_Task requirements_
Look through the records and copy every line in which "distant" appears.
--- Entries supplied ---
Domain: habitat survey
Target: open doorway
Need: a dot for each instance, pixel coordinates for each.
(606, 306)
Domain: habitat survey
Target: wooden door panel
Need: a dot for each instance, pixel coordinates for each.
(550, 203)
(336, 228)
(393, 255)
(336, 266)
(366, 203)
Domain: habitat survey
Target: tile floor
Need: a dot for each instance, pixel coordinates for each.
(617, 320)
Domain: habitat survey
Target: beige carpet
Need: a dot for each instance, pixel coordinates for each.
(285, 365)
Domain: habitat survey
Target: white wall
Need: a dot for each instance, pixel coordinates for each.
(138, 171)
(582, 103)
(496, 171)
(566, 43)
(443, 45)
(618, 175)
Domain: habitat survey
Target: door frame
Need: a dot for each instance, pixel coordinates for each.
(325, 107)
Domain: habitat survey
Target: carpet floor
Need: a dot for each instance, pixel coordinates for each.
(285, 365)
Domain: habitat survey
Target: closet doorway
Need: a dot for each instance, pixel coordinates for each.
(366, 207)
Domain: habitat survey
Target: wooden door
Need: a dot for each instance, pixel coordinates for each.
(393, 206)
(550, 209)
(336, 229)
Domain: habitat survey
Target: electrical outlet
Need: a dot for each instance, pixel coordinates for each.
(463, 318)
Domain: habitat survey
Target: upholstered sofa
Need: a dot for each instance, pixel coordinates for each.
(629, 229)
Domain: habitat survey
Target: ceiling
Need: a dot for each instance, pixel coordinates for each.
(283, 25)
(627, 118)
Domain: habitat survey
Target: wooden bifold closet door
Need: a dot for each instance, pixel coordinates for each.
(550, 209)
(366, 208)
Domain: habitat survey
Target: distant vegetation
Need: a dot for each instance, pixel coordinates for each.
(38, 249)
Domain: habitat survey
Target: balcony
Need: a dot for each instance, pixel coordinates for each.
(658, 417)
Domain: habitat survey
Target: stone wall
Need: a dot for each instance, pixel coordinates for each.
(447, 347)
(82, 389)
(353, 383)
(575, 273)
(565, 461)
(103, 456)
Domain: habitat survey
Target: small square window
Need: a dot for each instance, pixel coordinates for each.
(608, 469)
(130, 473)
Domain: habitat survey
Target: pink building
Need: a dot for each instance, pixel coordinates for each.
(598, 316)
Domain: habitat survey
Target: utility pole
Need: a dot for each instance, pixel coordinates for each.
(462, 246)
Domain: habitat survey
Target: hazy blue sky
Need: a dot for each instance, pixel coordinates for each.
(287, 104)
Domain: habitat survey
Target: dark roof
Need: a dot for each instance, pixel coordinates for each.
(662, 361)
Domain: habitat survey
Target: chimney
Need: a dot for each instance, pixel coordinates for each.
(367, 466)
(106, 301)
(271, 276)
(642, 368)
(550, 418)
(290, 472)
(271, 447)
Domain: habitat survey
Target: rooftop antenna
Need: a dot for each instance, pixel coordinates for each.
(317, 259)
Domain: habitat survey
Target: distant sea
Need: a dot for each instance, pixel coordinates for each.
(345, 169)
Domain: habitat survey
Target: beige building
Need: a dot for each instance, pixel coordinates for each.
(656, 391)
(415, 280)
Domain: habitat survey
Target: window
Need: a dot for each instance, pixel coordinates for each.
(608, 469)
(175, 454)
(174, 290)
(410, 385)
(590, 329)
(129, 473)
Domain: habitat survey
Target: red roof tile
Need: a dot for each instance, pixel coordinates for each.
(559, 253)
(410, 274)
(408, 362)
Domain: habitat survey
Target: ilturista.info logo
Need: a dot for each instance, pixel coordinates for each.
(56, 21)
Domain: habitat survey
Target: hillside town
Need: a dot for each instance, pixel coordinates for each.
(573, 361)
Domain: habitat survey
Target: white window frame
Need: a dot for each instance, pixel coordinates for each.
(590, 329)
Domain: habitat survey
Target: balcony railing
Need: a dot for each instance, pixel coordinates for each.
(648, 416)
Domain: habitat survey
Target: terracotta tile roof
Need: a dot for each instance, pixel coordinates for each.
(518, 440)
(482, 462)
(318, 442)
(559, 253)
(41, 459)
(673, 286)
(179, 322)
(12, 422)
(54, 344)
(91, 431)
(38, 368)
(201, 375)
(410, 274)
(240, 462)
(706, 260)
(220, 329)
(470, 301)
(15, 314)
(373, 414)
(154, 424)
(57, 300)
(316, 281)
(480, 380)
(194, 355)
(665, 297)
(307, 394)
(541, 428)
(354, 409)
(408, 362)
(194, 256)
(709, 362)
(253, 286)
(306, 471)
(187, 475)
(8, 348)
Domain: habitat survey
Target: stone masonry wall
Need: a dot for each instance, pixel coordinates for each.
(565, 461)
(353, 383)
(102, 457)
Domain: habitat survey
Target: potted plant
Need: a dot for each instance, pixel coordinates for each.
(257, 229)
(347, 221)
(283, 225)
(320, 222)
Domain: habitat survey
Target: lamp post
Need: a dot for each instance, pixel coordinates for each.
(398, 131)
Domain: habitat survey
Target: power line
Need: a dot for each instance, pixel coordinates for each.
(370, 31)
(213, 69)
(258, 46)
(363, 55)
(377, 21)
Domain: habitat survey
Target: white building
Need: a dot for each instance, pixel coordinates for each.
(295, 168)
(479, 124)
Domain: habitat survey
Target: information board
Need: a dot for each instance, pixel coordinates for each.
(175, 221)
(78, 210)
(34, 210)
---
_Result for this task_
Target: distant vegetation
Target: distant sea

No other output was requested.